■ **Goal**
Turn every line of the records below into one string in a JSON list, leaving out any blank lines.

----------

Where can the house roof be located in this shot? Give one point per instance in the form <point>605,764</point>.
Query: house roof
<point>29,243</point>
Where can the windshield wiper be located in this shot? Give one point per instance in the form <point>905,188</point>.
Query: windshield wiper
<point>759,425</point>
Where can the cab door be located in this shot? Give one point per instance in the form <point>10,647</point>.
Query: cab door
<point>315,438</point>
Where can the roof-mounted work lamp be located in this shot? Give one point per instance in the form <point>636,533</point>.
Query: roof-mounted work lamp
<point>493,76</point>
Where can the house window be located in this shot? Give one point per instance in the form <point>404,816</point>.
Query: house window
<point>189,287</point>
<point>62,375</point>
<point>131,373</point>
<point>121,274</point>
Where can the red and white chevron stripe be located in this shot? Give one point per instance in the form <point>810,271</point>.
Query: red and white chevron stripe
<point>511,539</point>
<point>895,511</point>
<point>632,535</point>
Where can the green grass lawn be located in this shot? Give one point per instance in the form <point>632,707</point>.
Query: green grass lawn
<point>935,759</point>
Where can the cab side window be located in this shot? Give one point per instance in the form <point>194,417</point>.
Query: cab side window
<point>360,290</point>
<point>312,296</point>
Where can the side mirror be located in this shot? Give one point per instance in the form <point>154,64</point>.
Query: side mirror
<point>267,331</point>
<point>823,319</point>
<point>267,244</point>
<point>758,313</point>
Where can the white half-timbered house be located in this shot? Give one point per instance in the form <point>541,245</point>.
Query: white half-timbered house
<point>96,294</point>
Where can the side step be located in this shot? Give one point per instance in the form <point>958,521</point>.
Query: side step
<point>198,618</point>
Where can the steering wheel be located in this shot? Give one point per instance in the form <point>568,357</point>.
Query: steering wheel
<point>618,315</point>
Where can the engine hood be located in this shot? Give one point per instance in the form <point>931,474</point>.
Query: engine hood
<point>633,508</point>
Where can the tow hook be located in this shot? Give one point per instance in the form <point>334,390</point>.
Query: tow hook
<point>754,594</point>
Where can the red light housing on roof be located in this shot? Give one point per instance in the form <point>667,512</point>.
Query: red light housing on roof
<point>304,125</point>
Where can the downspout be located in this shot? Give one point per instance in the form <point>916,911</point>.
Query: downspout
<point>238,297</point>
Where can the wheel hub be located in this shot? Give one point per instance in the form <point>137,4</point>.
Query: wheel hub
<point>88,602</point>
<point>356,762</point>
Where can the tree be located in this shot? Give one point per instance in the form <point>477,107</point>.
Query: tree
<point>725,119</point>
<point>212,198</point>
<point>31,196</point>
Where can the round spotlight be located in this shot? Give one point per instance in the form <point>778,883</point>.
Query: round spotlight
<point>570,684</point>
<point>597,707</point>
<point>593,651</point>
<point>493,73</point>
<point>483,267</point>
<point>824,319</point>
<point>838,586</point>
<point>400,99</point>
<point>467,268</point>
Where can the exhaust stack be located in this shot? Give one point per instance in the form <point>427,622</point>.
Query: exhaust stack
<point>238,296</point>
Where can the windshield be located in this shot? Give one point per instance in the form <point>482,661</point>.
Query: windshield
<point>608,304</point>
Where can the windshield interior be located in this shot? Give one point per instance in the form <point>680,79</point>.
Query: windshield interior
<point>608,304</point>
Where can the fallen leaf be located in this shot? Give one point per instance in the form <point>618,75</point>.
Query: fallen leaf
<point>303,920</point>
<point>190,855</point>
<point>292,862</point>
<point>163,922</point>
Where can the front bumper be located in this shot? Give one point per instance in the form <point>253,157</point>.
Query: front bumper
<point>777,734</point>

----------

■ **Exercise result**
[
  "Where can the house roof be located in this shot? Give one point per instance in the form <point>605,764</point>.",
  "Query: house roof",
  "<point>29,243</point>",
  "Where can the windshield wiper be located in this shot? Give one point per instance in the form <point>905,188</point>.",
  "Query: windshield wiper",
  "<point>759,425</point>",
  "Where can the cab door be located in this shot? Give one point per instance in the form <point>10,647</point>.",
  "Query: cab door",
  "<point>315,438</point>",
  "Where can the roof-mounted work lamp be located in this shot? Give one point per instance in the form <point>636,533</point>.",
  "Query: roof-mounted work lamp",
  "<point>493,76</point>",
  "Where can the house window be located in this shot? Give one point per instance in the form <point>404,816</point>.",
  "Query: house window",
  "<point>189,287</point>",
  "<point>62,375</point>",
  "<point>131,373</point>",
  "<point>121,274</point>",
  "Where can the red and white chevron stripe be located in this shot? Give one point per instance in the form <point>810,271</point>.",
  "Query: red and white chevron stripe",
  "<point>511,539</point>",
  "<point>895,511</point>",
  "<point>632,535</point>",
  "Where can the green grass lawn be located in this shot? Give one point per instance in the form <point>632,707</point>.",
  "Query: green grass lawn",
  "<point>935,759</point>",
  "Where can the cab side window be located in this shot? Give one point per instance in the form <point>194,417</point>.",
  "Query: cab side window",
  "<point>360,290</point>",
  "<point>312,296</point>",
  "Where can the side mirror be located in this shot? Give one point per instance in the form <point>154,64</point>.",
  "Query: side mirror",
  "<point>267,331</point>",
  "<point>823,319</point>",
  "<point>267,244</point>",
  "<point>758,313</point>",
  "Where can the white half-timbered house be located in this shot? Give one point per instance in the form <point>541,245</point>.",
  "Query: white half-timbered house",
  "<point>96,294</point>",
  "Where can the side step be located in this shot? Give one point per instance in the form <point>958,521</point>.",
  "Query: side step",
  "<point>198,618</point>",
  "Where can the steering wheel be located in this shot? Give one point per instance in the form <point>568,357</point>.",
  "Query: steering wheel",
  "<point>618,315</point>",
  "Where can the engine hood be located in this shot? Give one point per instance in the form <point>931,474</point>.",
  "Query: engine hood",
  "<point>633,508</point>",
  "Where can the tow hook be located in this shot? Give one point per instance in the form <point>334,390</point>.",
  "Query: tow hook",
  "<point>754,594</point>",
  "Where can the red light housing on roof be located in this shot? Give one point per instance in the form <point>667,512</point>.",
  "Query: red light housing on roof",
  "<point>304,125</point>",
  "Where can the downspout be located in this shot? Give one point per instance in the form <point>916,911</point>.",
  "Query: downspout",
  "<point>238,297</point>",
  "Where can the wheel hub be located in this shot? Give one point per instance in the form <point>137,4</point>.",
  "Query: wheel hub",
  "<point>88,602</point>",
  "<point>356,762</point>",
  "Where can the tree be located in this shot? Give one point per instance in the form <point>477,107</point>.",
  "Query: tree",
  "<point>725,119</point>",
  "<point>212,198</point>",
  "<point>31,196</point>",
  "Where can the round spotlight be located in this shot? Give one point per instance in the form <point>778,883</point>.",
  "Query: round spotlight",
  "<point>570,684</point>",
  "<point>597,707</point>",
  "<point>593,651</point>",
  "<point>493,73</point>",
  "<point>483,267</point>",
  "<point>824,319</point>",
  "<point>838,586</point>",
  "<point>400,99</point>",
  "<point>467,268</point>",
  "Where can the exhaust stack be located in this shot? Give one point per instance in the form <point>427,622</point>.",
  "Query: exhaust stack",
  "<point>238,296</point>",
  "Where can the windshield be located in this shot? Give one point per instance in the form <point>482,661</point>.",
  "Query: windshield",
  "<point>608,304</point>",
  "Where can the windshield interior be located in this shot? Give one point per instance in the form <point>680,79</point>.",
  "Query: windshield interior",
  "<point>608,304</point>",
  "Where can the fallen leaf be located in this shot? Give one point per instance in the form <point>618,75</point>.",
  "Query: fallen leaf",
  "<point>303,920</point>",
  "<point>190,855</point>",
  "<point>292,862</point>",
  "<point>163,922</point>",
  "Where can the front bumper be located in this shot? Give one point per instance in the form <point>253,157</point>.",
  "Query: front bumper",
  "<point>777,734</point>"
]